→ **Entries supplied**
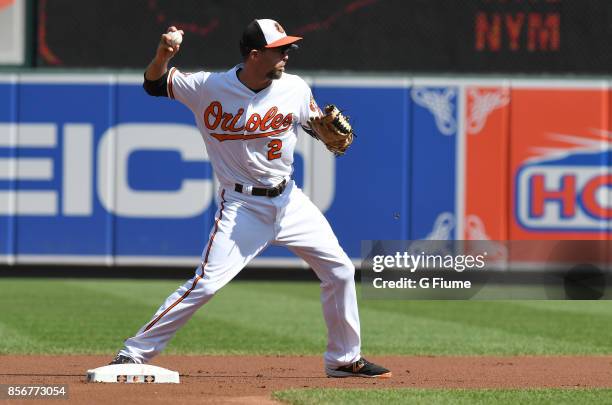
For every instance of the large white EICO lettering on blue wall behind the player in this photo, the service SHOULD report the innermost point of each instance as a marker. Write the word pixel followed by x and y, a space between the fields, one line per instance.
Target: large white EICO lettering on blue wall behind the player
pixel 79 183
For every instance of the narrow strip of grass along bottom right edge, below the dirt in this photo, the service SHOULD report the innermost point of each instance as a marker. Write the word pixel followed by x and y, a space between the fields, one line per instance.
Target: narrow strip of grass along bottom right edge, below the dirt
pixel 443 396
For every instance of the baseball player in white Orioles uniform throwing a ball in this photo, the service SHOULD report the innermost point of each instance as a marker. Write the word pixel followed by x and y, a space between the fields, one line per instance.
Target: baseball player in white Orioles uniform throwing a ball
pixel 248 118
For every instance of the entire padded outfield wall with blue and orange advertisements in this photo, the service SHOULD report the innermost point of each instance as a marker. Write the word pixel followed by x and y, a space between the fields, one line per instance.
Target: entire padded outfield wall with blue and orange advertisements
pixel 94 171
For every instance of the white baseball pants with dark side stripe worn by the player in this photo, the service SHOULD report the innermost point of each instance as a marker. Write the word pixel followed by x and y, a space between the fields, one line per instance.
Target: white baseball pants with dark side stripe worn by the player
pixel 244 226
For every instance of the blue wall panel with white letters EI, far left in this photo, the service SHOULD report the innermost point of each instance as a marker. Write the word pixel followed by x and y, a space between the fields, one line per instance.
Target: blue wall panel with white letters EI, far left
pixel 58 209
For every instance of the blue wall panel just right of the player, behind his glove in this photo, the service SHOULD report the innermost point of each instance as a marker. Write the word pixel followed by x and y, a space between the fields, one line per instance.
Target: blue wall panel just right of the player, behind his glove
pixel 372 193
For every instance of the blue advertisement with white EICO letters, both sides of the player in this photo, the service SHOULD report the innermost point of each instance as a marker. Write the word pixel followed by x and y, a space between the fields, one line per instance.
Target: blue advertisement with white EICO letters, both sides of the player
pixel 113 175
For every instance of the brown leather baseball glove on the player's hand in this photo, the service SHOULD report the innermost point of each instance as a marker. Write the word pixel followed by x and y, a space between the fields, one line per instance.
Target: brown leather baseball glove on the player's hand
pixel 333 129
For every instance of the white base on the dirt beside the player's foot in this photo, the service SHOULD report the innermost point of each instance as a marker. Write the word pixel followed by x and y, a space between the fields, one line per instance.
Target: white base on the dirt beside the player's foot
pixel 132 373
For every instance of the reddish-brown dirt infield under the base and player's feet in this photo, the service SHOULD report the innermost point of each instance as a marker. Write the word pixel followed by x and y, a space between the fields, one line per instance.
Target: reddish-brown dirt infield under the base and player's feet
pixel 251 379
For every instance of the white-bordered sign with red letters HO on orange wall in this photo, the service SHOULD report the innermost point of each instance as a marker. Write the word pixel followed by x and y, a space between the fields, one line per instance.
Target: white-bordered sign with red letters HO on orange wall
pixel 565 197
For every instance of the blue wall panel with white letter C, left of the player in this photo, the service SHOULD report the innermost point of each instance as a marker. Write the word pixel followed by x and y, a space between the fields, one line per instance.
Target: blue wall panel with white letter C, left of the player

→ **What you should do**
Please copy the data shown above, line by line and exactly, omitting the images.

→ **Answer space**
For every instance of the large white EICO lettering on blue wall behind the player in this photo, the service SHOULD report the innermost point of each instance as a marker. Write the word pixel followed by x and y, a space between the fields, one line per instance.
Target: large white EICO lettering on blue wall behind the player
pixel 79 183
For every instance of the narrow strip of grass along bottom right edge, below the dirt in this photo, the service SHOULD report the innermost point of each instance as a marker. Write the word pixel followed by x and y, a space between the fields, one line per instance.
Target: narrow strip of grass along bottom right edge, below the dirt
pixel 443 396
For every instance of the baseball player in white Orioles uniform throwing a ball in this photo, the service SHOULD report the innermost point of each instance as a marker. Write the word pixel followed by x and y, a space between the fields, one line per instance.
Target: baseball player in white Orioles uniform throwing a ball
pixel 248 118
For every instance of the entire padded outfield wall with blue and orange advertisements in this photo, the service SHOULD report the innermost point of each instance as a marker. Write the word pixel followed by x and y, a space between the fields, one line per instance.
Target: entire padded outfield wall with blue and orange advertisements
pixel 94 171
For every instance of the white baseball pants with dark side stripe worn by the player in this photo, the service SHOULD report the innermost point of each instance as a marker. Write the word pixel followed by x and y, a space between the fields, one line per instance.
Target: white baseball pants with dark side stripe worn by the player
pixel 244 226
For every instance of the blue wall panel with white letters EI, far left in this photo, the service SHOULD report the innermost point of each instance as a marker. Write the word pixel followed by x and y, a space between the fields, one line per instance.
Target: blue wall panel with white letters EI, far left
pixel 58 209
For every instance of the blue wall panel just right of the player, behind his glove in this photo, the service SHOULD report the innermost point of each instance as a marker. Write the word pixel followed by x and y, a space between the fields, one line per instance.
Target: blue wall panel just right of the player, behind his glove
pixel 372 193
For every instance of the blue advertisement with white EICO letters, both sides of the player in this photo, the service SHOULD report the innermost point of each instance as a marker. Write the word pixel followed by x and y, a space between the fields, one line per instance.
Target: blue advertisement with white EICO letters, both sides of the player
pixel 113 175
For every instance of the brown leather baseball glove on the player's hand in this photo, the service SHOULD report the innermost point of each instance as a marker. Write the word pixel followed by x and y, a space between the fields, one line per instance.
Target: brown leather baseball glove on the player's hand
pixel 333 129
For every instance of the white base on the dirt beside the player's foot in this photo, the service SHOULD report the innermost point of each instance as a marker. Write the word pixel followed by x and y, a space between the fields, one line per instance.
Target: white base on the dirt beside the player's foot
pixel 132 373
For every instance of the reddish-brown dirt infield under the base and player's feet in this photo, the service SHOULD report the innermost point of each instance as a marker. Write the word pixel followed by x and y, a space between the fields, one line per instance.
Target: reddish-brown dirt infield under the base and player's feet
pixel 251 379
For every instance of the white-bordered sign with red letters HO on orange wall in this photo, the service SHOULD report the innermost point of each instance as a marker. Write the word pixel followed by x and y, a space between the fields, one line per instance.
Target: white-bordered sign with red letters HO on orange wall
pixel 565 197
For every instance of the blue wall panel with white letter C, left of the player in this photo, the service SHOULD report the innermost point of each instance as a marker. Write the word pixel followed by x and y, a space between the fields, one line per instance.
Target: blue wall panel with white letter C, left of the player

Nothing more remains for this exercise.